Exercise brief:
Extract every line of the data below that contains the string "blue", and list those lines in the order they appear.

Data for the task:
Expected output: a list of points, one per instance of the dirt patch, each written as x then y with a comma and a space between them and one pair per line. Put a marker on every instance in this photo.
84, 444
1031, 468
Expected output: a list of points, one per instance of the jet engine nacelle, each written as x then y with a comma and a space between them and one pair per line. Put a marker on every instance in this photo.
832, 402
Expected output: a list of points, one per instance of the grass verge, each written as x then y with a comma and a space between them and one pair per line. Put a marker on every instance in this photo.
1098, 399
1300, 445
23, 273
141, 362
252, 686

--

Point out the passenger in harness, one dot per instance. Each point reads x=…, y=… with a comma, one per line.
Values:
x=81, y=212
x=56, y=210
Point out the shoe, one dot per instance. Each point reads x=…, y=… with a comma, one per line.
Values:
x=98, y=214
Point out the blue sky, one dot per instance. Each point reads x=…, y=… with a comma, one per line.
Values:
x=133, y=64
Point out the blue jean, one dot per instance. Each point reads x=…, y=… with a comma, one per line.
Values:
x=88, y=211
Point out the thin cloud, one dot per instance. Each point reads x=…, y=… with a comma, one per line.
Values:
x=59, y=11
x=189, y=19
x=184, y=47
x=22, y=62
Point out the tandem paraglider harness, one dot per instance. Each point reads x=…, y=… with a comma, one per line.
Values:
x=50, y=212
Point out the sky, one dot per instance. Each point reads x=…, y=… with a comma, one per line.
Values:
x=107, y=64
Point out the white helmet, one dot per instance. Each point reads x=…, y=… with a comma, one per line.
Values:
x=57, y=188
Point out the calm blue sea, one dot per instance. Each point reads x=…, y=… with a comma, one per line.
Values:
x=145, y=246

Written solution:
Point out the blue sky, one dot per instance. Each point reads x=…, y=… with a comma, one per line.
Point out the blue jean, one dot per instance. Each point reads x=…, y=… with a comma, one per line.
Point out the calm blue sea, one dot per instance. Each point reads x=…, y=… with a comma, one per line.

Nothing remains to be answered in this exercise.